WORK ORDER:
For each line below that holds the word "adult", make a copy.
[DATA FOR THIS TASK — start]
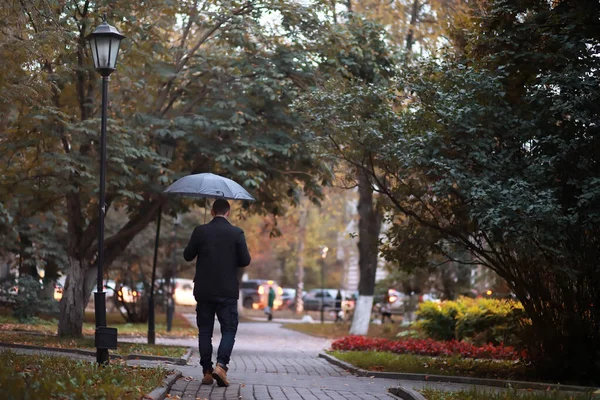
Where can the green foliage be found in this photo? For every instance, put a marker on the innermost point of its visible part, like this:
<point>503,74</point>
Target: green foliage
<point>438,320</point>
<point>40,376</point>
<point>514,394</point>
<point>490,321</point>
<point>480,321</point>
<point>494,151</point>
<point>390,362</point>
<point>24,298</point>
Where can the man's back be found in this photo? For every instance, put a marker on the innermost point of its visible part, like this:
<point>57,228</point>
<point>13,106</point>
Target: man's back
<point>221,249</point>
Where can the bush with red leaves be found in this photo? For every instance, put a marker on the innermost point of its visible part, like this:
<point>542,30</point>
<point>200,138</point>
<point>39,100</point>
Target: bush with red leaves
<point>427,347</point>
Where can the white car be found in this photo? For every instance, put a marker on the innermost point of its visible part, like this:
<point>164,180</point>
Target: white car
<point>184,292</point>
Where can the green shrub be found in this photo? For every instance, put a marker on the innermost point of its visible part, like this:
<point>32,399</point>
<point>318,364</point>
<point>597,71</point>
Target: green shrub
<point>480,321</point>
<point>438,320</point>
<point>489,321</point>
<point>23,296</point>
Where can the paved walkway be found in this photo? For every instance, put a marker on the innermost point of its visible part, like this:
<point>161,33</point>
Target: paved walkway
<point>270,362</point>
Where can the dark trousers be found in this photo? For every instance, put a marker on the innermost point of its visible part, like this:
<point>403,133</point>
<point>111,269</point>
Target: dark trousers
<point>226,311</point>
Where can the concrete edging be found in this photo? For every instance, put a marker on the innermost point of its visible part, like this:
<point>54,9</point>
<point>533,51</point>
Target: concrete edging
<point>456,379</point>
<point>178,361</point>
<point>160,393</point>
<point>82,352</point>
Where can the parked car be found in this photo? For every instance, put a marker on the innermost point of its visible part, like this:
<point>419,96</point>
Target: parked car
<point>184,292</point>
<point>314,298</point>
<point>255,293</point>
<point>59,285</point>
<point>288,298</point>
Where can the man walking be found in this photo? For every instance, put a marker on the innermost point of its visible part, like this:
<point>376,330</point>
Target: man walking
<point>220,249</point>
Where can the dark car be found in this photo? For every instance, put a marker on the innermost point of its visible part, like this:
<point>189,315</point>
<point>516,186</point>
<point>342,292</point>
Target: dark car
<point>256,291</point>
<point>288,298</point>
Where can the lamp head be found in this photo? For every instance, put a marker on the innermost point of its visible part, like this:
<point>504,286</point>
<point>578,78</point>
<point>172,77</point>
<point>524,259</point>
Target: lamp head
<point>105,42</point>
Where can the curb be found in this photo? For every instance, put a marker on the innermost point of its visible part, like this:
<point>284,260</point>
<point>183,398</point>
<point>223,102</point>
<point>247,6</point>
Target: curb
<point>406,394</point>
<point>457,379</point>
<point>82,352</point>
<point>178,361</point>
<point>160,393</point>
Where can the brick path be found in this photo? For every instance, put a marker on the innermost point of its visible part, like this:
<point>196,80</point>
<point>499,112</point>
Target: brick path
<point>270,362</point>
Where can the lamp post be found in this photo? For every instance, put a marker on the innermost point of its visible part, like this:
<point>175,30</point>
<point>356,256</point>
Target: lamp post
<point>104,44</point>
<point>171,284</point>
<point>166,150</point>
<point>323,255</point>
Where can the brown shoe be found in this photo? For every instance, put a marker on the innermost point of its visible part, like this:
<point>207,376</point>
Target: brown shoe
<point>208,379</point>
<point>220,375</point>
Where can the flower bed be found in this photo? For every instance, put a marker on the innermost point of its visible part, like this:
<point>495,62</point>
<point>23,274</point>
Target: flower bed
<point>427,347</point>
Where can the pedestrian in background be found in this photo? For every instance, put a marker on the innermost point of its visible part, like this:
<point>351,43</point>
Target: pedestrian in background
<point>220,249</point>
<point>339,313</point>
<point>270,303</point>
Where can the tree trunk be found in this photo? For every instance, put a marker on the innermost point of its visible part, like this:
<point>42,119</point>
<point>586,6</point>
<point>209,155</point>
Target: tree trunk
<point>369,226</point>
<point>410,37</point>
<point>72,304</point>
<point>300,258</point>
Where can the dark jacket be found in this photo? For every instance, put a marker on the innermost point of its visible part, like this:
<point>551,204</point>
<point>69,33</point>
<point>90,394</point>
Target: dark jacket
<point>221,249</point>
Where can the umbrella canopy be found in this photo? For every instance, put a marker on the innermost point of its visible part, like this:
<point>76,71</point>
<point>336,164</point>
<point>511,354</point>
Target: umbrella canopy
<point>209,185</point>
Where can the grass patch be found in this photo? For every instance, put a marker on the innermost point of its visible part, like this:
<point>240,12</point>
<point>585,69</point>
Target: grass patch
<point>44,377</point>
<point>87,343</point>
<point>338,330</point>
<point>391,362</point>
<point>181,326</point>
<point>474,394</point>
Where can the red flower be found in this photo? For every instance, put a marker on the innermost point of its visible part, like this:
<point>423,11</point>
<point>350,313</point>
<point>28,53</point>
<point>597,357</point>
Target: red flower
<point>427,347</point>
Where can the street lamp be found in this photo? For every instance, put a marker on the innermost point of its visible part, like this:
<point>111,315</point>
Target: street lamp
<point>171,285</point>
<point>323,255</point>
<point>166,149</point>
<point>104,44</point>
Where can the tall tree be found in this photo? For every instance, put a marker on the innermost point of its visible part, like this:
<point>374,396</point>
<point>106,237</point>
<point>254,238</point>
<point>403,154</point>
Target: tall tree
<point>497,154</point>
<point>207,74</point>
<point>338,113</point>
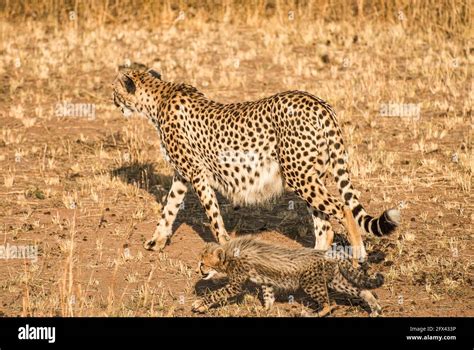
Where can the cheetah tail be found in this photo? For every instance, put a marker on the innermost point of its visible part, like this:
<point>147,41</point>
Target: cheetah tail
<point>383,225</point>
<point>359,277</point>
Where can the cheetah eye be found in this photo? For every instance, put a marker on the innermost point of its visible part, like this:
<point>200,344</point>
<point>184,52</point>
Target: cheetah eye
<point>128,84</point>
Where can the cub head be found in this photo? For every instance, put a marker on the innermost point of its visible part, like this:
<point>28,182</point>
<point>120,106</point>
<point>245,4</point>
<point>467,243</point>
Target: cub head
<point>132,89</point>
<point>211,260</point>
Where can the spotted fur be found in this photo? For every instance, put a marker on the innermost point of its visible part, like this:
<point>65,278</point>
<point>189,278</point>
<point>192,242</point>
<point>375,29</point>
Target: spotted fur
<point>249,151</point>
<point>277,268</point>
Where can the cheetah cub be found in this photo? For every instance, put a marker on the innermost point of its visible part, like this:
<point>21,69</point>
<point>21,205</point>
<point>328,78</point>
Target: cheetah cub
<point>276,268</point>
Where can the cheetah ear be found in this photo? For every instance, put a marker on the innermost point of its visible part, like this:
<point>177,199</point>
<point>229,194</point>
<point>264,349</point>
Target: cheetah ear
<point>219,254</point>
<point>154,73</point>
<point>128,83</point>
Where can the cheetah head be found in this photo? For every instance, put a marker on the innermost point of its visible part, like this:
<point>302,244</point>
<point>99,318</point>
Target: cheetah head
<point>211,261</point>
<point>133,88</point>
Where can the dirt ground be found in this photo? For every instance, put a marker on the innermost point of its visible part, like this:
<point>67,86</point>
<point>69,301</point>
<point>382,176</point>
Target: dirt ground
<point>87,190</point>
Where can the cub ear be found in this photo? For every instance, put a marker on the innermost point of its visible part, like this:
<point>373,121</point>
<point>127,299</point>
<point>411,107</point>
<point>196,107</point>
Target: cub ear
<point>128,83</point>
<point>219,254</point>
<point>154,73</point>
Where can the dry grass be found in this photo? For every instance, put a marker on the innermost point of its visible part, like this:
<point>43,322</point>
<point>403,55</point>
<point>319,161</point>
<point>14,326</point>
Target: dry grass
<point>87,189</point>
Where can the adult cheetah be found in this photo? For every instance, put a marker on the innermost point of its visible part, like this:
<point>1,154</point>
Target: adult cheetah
[DATA FOR THIS TASK — finish]
EXPECTED OUTPUT:
Where can the adult cheetah be found in this photo? For every instance, put a marker on the innermost point of its visible part, like this:
Target: adult cheetah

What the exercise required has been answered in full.